Data Warehousing Stock Market Data

This is about a service I built that gives free stock market data daily packaged as a convenient CSV. Why? You might ask, this is a service to help our customers to find insights, back-test strategies, and explore the stock market in a different format than what is usually presented on Google Finance, Yahoo Finance, and other sites. This is different than other sites since this gives a fine grained look at the stock market and the transactions that it’s made of.

Building this scraper is complicated since there are over 6000 different tickers to search for, and 6.5 hours of data to scrape for (The market is open from 9:30 to 4) If we scrape for data once every 1 minute, then this comes out to 6,000*390 = 2,340,000 different rows per data. We’re interested in the open, close, high, low, and volume for each bar as well as a timestamp and the symbol to associate that bar. We can represent the open, close, high, low and volume as floats and integers. A floating point is 4B, ints are 4B. From the critical data we have about 20B together. We can use an integer to represent the timestamp, as an epoch, and a varchar of 8 characters to represent the ticker. This comes out to a total data size of 25B per row. 25 * 2,340,000 is 58,500,000 B, which is 58.5 MB per day. That’s a lot of data!

# Exercise requirements
[a] Answer these from the stock market data text:
(i) In what file format is the daily data packaged?
(ii) What hours does the text give for when the market is open?
(iii) What data type represents the ticker?
[b] Say whether each statement agrees with the stock market data text, and quote the words that settle it.
(i) The service charges a fee for its data.
(ii) The row count is based on scraping data once every five minutes.
(iii) The timestamp is stored as an integer epoch.
The entries that follow are unrelated to the stock market data text.

# Extracted data
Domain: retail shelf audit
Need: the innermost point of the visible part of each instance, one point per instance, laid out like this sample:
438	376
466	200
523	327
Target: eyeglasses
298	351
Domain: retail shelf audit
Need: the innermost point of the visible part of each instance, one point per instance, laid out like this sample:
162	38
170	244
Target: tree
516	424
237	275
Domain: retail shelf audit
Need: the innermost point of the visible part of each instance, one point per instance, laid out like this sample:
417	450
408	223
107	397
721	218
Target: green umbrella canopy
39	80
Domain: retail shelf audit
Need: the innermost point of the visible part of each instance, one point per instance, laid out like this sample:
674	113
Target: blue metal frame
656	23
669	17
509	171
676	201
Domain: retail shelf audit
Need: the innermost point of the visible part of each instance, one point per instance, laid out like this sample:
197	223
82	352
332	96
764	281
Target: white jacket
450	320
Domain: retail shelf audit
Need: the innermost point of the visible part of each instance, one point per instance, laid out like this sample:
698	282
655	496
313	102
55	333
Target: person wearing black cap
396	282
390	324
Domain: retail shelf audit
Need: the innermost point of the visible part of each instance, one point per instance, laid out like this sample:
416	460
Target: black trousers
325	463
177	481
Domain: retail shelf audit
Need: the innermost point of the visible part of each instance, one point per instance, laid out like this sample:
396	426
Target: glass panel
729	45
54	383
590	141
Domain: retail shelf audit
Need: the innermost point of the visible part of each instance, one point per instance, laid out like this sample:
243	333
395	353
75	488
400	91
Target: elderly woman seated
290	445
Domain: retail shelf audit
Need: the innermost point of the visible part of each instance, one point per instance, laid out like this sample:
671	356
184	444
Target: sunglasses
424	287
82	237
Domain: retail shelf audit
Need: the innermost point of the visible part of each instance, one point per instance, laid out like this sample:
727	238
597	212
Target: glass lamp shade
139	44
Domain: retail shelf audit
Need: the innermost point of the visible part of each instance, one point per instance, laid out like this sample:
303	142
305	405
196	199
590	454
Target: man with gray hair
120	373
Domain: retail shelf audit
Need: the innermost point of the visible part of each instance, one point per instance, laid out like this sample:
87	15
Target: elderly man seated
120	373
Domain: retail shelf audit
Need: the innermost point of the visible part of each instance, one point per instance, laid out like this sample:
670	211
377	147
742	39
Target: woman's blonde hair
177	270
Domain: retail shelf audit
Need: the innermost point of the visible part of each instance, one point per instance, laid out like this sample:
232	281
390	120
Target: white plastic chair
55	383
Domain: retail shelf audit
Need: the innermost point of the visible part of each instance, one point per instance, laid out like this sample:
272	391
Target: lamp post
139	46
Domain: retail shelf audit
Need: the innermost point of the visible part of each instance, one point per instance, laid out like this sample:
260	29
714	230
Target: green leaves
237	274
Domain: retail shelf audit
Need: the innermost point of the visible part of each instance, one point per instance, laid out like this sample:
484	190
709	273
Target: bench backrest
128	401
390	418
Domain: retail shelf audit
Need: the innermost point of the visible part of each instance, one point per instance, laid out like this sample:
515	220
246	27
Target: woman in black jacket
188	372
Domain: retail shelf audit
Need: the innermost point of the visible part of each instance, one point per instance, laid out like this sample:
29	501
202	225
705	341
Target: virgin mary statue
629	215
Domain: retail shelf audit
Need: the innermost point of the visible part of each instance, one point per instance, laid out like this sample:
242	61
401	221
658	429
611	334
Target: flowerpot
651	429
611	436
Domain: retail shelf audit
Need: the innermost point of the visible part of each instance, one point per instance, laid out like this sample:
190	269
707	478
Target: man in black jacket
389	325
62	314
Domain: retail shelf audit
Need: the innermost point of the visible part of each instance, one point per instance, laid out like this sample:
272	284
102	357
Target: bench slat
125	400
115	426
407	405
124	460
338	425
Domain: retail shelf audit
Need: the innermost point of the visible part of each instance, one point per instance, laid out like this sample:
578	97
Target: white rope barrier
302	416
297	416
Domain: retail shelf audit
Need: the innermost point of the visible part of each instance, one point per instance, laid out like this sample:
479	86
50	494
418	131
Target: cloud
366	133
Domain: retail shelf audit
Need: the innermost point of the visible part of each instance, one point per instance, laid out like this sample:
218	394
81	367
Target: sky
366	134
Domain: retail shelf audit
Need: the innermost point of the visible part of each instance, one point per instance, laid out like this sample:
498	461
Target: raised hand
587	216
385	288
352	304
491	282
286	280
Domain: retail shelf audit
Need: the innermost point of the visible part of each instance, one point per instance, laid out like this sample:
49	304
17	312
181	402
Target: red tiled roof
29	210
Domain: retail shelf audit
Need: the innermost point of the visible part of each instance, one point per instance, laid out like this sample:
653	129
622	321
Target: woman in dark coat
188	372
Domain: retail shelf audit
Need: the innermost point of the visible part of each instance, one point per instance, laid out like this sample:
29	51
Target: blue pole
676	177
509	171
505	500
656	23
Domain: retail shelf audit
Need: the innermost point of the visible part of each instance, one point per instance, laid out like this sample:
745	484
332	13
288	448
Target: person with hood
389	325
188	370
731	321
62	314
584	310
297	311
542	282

# The responses
[a]
(i) CSV
(ii) From 9:30 to 4
(iii) A varchar of 8 characters

[b]
(i) No: "gives free stock market data daily"
(ii) No: "If we scrape for data once every 1 minute"
(iii) Yes: "We can use an integer to represent the timestamp, as an epoch"